* Alıştırma Koşulları: Kaynak metne göre çocuk günde en az kaç saat yoğun bir şekilde İspanyolcaya maruz kalmaktadır?

* Kaynak Metin:
Öğretmeni çatır çatır ingilizce konuştuğu için, benim beynim
de kolaya kaçıveriyor, o ispanyolca, ben ingilizce muhabbet
ediyoruz arada. Sonunda o da pes ediyor. “Tamam tamam, belli
şişmişsin yine gel iki lafın belini kıralım” diyor.
Öğretmen demek
ne kadar doğru bilmiyorum, çünkü komşum ama buradaki can yoldaşımız
kendisi. Dünyanın hiçbir yerinde(Buna Türkiye dahil) çocuğunuz
için daha iyi bir seçenek bulamazsınız. Hem eğitimli, hem
becerikli, hem iyi bir insan, güler yüzlü... Burada yaşarken
mutlu olmak için tutunduğum ilk şey sağlıklı olmamız ve
ikincisi de oğlumun öğretmeni. Akşamüstü de parkta ispanyolca
duyuyor. Arada çizgi filmler de ispanyolca. Günde en az 5 saat
yoğun bir şekilde bu dile maruz kalıyor. Ve ilk üç yaşın dil
öğrenmede ne kadar önemli olduğunu okumuşsunuzdur.

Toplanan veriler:

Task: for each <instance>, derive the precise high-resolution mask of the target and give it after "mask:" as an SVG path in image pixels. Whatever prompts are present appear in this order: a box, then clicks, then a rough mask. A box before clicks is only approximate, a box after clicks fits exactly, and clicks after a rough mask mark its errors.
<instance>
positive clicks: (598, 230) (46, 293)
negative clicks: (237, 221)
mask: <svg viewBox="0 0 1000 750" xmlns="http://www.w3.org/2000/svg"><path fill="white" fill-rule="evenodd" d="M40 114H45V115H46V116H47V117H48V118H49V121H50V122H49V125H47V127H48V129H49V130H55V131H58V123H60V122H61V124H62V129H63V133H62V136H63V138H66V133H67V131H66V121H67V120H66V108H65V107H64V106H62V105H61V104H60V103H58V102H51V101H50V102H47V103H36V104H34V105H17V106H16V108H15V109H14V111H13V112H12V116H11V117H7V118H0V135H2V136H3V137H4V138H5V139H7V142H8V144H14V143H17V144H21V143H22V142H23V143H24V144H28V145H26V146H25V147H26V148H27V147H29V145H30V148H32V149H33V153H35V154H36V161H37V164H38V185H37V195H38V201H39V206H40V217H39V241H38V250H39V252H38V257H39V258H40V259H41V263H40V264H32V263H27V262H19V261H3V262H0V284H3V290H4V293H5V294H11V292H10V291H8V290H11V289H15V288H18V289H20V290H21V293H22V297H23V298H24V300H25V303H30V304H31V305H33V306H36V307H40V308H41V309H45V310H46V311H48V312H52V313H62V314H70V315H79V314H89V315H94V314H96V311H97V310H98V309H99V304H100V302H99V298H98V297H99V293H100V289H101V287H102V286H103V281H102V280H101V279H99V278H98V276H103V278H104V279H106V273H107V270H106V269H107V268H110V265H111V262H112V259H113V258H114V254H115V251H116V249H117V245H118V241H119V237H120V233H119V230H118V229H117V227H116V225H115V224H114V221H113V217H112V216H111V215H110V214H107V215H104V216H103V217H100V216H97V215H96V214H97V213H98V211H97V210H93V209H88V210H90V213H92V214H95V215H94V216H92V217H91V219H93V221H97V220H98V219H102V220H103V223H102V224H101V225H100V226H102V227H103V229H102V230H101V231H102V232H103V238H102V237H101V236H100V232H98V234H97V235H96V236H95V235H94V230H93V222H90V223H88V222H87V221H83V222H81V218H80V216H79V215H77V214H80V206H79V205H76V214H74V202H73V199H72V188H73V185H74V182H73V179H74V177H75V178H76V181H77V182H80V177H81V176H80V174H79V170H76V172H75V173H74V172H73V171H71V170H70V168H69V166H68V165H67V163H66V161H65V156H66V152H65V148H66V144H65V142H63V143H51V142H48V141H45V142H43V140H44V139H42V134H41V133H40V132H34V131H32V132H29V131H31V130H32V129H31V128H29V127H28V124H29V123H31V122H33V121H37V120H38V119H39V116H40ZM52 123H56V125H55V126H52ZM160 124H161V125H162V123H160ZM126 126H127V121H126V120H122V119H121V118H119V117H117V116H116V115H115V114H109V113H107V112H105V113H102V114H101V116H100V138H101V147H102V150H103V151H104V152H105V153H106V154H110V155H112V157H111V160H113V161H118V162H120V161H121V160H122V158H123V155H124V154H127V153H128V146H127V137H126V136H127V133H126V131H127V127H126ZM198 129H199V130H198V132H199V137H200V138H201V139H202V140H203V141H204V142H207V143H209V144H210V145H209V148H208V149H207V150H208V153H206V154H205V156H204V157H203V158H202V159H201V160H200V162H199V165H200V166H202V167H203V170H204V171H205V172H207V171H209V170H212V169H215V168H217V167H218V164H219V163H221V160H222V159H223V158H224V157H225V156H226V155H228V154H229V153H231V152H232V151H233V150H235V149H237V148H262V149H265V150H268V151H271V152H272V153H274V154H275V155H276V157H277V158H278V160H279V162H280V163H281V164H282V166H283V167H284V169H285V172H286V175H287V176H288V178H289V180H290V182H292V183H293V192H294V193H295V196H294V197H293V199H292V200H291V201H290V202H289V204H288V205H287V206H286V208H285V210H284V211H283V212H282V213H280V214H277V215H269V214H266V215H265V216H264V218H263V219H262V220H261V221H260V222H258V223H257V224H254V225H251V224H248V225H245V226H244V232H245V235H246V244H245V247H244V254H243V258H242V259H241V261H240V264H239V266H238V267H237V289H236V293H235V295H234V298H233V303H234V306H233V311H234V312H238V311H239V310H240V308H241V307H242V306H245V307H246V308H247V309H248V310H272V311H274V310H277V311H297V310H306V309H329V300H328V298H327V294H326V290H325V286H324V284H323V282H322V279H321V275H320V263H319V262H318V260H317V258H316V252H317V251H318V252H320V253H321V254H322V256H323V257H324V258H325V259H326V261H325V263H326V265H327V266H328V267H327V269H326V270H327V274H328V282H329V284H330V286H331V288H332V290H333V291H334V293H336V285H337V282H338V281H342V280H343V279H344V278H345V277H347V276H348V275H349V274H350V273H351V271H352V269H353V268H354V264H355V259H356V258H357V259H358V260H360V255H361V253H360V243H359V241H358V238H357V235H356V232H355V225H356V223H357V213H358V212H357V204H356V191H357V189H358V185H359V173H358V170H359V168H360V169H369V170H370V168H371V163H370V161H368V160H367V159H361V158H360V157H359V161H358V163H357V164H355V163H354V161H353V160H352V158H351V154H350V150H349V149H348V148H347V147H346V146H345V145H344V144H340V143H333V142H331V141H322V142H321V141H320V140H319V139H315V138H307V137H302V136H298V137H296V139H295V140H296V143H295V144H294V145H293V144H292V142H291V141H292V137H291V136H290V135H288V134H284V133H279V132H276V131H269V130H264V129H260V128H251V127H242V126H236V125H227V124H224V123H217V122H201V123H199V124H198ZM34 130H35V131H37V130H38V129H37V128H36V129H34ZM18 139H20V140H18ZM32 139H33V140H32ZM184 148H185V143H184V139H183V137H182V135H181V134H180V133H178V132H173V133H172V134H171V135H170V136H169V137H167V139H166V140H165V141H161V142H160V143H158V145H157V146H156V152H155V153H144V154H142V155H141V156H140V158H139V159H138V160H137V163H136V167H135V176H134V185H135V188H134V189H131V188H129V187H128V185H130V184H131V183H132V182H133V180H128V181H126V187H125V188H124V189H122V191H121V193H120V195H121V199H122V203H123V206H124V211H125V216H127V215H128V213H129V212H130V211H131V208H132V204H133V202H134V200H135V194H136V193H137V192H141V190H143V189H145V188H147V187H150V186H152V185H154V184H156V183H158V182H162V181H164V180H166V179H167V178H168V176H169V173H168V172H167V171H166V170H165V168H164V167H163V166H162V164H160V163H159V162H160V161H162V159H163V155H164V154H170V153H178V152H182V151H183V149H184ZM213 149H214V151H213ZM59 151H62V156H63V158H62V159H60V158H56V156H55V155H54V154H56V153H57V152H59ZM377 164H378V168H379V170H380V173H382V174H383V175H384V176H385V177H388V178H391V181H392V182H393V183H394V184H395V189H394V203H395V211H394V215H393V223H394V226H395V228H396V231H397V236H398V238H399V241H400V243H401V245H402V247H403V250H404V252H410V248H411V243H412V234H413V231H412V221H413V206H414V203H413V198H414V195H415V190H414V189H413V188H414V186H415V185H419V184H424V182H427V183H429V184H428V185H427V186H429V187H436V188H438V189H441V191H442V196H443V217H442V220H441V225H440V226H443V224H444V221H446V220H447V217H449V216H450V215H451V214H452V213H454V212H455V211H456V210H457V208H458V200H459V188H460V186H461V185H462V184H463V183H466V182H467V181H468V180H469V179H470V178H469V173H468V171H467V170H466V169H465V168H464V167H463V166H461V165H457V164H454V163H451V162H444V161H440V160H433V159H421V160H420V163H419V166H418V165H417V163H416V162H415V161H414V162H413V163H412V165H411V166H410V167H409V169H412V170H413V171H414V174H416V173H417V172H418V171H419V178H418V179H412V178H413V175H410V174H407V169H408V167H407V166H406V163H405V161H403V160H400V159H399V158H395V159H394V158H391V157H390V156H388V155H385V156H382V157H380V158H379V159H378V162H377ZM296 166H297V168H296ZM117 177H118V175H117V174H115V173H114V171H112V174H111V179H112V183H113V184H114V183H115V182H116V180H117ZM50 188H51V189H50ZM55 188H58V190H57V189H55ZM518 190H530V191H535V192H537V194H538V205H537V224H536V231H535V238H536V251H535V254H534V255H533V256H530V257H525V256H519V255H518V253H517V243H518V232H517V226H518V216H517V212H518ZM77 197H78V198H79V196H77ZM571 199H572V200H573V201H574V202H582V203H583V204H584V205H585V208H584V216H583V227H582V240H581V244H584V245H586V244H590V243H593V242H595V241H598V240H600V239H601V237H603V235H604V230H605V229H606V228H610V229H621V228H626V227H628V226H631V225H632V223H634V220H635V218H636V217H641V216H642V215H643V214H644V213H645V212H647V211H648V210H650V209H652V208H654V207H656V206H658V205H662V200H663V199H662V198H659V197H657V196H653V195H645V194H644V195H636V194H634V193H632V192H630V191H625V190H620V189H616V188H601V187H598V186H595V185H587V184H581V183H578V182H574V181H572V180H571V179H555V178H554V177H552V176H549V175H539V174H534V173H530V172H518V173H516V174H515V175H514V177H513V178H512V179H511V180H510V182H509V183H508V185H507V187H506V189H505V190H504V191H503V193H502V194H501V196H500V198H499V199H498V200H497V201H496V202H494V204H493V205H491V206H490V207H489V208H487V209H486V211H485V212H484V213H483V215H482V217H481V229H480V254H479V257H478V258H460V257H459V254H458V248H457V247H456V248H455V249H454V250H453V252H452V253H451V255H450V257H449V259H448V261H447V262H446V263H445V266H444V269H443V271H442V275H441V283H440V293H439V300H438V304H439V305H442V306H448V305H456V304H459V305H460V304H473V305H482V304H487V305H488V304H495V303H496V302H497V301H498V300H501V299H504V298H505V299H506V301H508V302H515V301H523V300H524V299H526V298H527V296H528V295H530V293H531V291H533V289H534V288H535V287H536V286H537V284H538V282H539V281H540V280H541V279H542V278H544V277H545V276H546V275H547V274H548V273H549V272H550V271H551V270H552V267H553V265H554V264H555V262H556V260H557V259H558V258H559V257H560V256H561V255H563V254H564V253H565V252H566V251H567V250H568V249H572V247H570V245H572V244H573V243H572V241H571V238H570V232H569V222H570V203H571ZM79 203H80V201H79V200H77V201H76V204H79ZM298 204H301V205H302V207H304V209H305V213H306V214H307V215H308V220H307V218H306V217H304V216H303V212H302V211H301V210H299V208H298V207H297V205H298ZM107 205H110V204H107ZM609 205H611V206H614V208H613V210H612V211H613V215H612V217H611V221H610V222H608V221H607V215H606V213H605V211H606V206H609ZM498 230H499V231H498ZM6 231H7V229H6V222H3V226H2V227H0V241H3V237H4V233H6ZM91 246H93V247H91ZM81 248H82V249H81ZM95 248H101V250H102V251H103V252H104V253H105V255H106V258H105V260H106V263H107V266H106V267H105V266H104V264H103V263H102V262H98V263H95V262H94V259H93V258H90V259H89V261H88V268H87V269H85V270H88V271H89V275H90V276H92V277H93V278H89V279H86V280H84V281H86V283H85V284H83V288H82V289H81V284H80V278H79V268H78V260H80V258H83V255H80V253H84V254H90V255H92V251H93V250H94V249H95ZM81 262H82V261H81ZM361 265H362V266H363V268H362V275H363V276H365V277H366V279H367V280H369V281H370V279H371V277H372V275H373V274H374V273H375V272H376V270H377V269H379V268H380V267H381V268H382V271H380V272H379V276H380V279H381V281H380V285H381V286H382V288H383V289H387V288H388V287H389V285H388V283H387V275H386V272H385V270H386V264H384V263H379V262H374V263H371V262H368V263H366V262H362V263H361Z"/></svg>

* Alıştırmanın Cevabı: Günde en az 5 saat.